Location identification entries:
**********

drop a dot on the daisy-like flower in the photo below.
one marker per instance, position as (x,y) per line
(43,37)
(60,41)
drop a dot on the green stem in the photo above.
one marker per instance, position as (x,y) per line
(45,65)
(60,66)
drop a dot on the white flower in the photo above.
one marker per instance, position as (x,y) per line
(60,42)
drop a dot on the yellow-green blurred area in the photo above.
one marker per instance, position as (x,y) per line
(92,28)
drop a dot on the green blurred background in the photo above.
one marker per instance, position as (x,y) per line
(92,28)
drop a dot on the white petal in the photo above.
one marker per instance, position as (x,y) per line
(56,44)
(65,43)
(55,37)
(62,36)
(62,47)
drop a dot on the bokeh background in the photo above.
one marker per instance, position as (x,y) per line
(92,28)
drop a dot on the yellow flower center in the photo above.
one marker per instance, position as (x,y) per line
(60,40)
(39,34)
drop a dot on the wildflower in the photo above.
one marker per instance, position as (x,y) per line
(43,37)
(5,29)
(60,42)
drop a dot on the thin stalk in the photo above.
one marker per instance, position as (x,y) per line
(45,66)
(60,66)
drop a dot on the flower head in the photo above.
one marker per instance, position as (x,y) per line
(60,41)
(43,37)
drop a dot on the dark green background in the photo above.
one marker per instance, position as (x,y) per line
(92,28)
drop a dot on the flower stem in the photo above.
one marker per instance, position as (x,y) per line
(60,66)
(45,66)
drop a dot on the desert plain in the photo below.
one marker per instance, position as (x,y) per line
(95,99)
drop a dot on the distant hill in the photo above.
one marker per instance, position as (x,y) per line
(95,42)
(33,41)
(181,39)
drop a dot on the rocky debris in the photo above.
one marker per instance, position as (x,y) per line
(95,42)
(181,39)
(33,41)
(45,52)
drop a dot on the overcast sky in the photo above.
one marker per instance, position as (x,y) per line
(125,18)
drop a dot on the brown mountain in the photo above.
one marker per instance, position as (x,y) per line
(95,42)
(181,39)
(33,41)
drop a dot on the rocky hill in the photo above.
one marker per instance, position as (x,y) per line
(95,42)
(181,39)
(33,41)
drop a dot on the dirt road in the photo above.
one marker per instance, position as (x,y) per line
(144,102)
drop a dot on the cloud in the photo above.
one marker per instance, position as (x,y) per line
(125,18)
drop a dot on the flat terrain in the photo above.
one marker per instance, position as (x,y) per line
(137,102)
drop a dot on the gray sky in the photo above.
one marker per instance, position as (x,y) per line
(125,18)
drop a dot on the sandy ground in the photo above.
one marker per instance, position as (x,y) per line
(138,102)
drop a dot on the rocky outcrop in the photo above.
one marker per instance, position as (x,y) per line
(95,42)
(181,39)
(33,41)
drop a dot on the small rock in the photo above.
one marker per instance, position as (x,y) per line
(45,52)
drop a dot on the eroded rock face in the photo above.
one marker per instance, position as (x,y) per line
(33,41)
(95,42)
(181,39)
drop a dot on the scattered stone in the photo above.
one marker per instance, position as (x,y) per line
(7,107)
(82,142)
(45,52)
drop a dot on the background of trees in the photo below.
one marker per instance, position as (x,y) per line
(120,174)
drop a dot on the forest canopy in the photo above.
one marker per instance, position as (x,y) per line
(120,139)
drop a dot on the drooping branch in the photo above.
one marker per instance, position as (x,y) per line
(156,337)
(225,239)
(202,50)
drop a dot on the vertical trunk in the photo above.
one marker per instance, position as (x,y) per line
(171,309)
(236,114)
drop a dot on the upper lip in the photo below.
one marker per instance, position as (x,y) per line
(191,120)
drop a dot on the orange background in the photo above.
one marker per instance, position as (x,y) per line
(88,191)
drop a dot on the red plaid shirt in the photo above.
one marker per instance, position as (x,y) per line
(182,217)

**********

Task instructions: Reproduce each of the items above verbatim, line for line.

Exercise solution:
drop a dot on the daisy-like flower in the photo below.
one marker per instance, position as (x,y) per line
(43,37)
(60,41)
drop a dot on the green stem in the photo above.
one marker per instance, position as (x,y) per line
(45,65)
(60,66)
drop a dot on the white flower in the photo above.
one marker per instance, position as (x,y) per line
(60,42)
drop a dot on the yellow-green blurred area in the photo above.
one marker per instance, position as (x,y) per line
(92,28)
drop a dot on the green blurred background in the photo above.
one marker per instance, position as (x,y) per line
(92,28)
drop a dot on the white petal in the photo above.
one marker per instance, position as (x,y) per line
(56,44)
(65,43)
(55,37)
(62,36)
(62,47)
drop a dot on the bokeh background in the photo above.
one marker per instance, position as (x,y) per line
(92,28)
drop a dot on the yellow flower center in the photo above.
one marker per instance, position as (x,y) per line
(60,40)
(39,34)
drop a dot on the wildflower in the photo above.
one marker per instance, position as (x,y) per line
(43,37)
(5,29)
(60,42)
drop a dot on the thin stalk in the photo above.
one marker per instance, position as (x,y) per line
(45,66)
(60,66)
drop a dot on the flower head in the photo above.
one marker per instance, position as (x,y) per line
(60,41)
(43,37)
drop a dot on the dark green background in the photo above.
one marker per instance, position as (x,y) per line
(92,28)
drop a dot on the flower stem in the photo above.
one marker per instance, position as (x,y) per line
(60,66)
(45,66)
drop a dot on the desert plain in the photo below.
one marker per instance, position as (x,y) per line
(95,99)
drop a dot on the distant hill in the photo above.
one marker per instance, position as (x,y) per line
(95,42)
(33,41)
(181,39)
drop a dot on the rocky debris in the photo above.
one marker per instance, position as (x,y) per line
(95,42)
(181,39)
(33,41)
(45,52)
drop a dot on the overcast sky in the photo above.
one marker per instance, position as (x,y) per line
(125,18)
drop a dot on the brown mountain in the photo above.
one marker per instance, position as (x,y) per line
(95,42)
(181,39)
(33,41)
drop a dot on the rocky hill in the photo above.
one marker per instance, position as (x,y) per line
(95,42)
(181,39)
(33,41)
drop a dot on the dirt road in the photo above.
one marker per instance, position as (x,y) per line
(144,102)
drop a dot on the cloud in the photo above.
one marker per instance, position as (x,y) per line
(125,18)
drop a dot on the flat terrain in the photo above.
one marker per instance, position as (x,y) per line
(137,102)
drop a dot on the gray sky in the photo above.
one marker per instance, position as (x,y) per line
(125,18)
drop a dot on the sandy ground in the photo above.
one marker per instance, position as (x,y) per line
(138,102)
drop a dot on the rocky outcrop in the photo above.
one marker per instance, position as (x,y) per line
(95,42)
(181,39)
(33,41)
drop a dot on the small rock in the photo above.
one marker per instance, position as (x,y) per line
(45,52)
drop a dot on the eroded rock face in the photo above.
one marker per instance, position as (x,y) per line
(33,41)
(95,42)
(181,39)
drop a dot on the scattered stone in the photo above.
one marker per instance, position as (x,y) per line
(7,107)
(82,142)
(45,52)
drop a dot on the background of trees in the photo below.
one marker per instance, position as (x,y) per line
(120,174)
drop a dot on the forest canopy in the photo above.
one marker per instance, position as (x,y) per line
(120,139)
drop a dot on the drooping branch in the photo above.
one marker per instance, position as (x,y) per line
(156,337)
(225,239)
(202,50)
drop a dot on the vertical trunk in the photo above.
one marker per instance, position as (x,y) per line
(171,309)
(236,114)
drop a dot on the upper lip in the photo below.
one marker per instance, position as (x,y) per line
(191,120)
drop a dot on the orange background in the photo above.
one marker per instance, position as (x,y) per line
(88,191)
drop a dot on the red plaid shirt in the photo above.
one marker per instance, position as (x,y) per line
(182,217)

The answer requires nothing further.